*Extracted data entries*
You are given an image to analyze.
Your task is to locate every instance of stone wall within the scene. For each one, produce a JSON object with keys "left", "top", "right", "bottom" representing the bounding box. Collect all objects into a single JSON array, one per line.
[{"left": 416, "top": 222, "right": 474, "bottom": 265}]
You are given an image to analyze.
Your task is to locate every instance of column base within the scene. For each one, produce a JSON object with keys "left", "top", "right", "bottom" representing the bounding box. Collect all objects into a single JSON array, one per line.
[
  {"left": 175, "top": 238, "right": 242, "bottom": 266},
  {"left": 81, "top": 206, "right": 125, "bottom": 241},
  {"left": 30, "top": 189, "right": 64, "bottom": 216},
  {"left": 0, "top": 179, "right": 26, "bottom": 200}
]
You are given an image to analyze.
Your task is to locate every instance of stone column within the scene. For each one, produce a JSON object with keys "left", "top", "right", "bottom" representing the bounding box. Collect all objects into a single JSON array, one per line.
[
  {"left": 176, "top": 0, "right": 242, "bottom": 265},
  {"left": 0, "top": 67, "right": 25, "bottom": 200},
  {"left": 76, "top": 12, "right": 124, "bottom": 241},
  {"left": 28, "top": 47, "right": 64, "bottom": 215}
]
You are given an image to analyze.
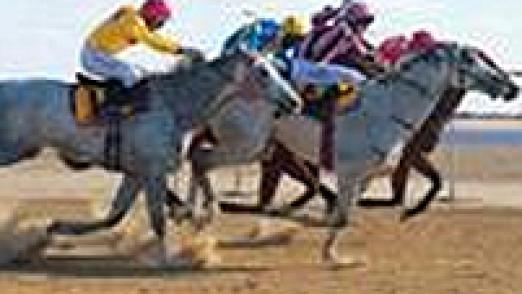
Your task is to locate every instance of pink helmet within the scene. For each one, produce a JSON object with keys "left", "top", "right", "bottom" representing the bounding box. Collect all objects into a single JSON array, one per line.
[
  {"left": 141, "top": 0, "right": 171, "bottom": 20},
  {"left": 408, "top": 30, "right": 438, "bottom": 51},
  {"left": 338, "top": 1, "right": 375, "bottom": 25},
  {"left": 375, "top": 35, "right": 409, "bottom": 64}
]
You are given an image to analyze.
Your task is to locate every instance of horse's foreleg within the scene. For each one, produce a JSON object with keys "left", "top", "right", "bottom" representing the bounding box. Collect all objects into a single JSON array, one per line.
[
  {"left": 357, "top": 150, "right": 412, "bottom": 208},
  {"left": 322, "top": 175, "right": 359, "bottom": 264},
  {"left": 47, "top": 176, "right": 141, "bottom": 235},
  {"left": 189, "top": 164, "right": 218, "bottom": 230},
  {"left": 401, "top": 155, "right": 442, "bottom": 220}
]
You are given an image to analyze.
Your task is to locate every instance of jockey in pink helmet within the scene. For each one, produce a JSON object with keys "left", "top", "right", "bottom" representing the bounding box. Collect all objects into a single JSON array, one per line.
[
  {"left": 299, "top": 1, "right": 374, "bottom": 67},
  {"left": 80, "top": 0, "right": 201, "bottom": 88}
]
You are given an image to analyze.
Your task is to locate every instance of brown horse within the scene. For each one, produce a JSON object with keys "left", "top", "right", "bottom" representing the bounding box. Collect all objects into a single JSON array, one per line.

*Task brief*
Change "analyze" to "examine" in the items from the start through the line with "Your task is to locate every instance of stone wall", and leave everything else as it is.

*Written solution*
You are given an image to examine.
Your task is to locate every instance of stone wall within the scene. For each one, produce a JSON object with keys "left", "top", "right", "bottom" representing the bounding box. Collect all objects into a single JSON array, one per line.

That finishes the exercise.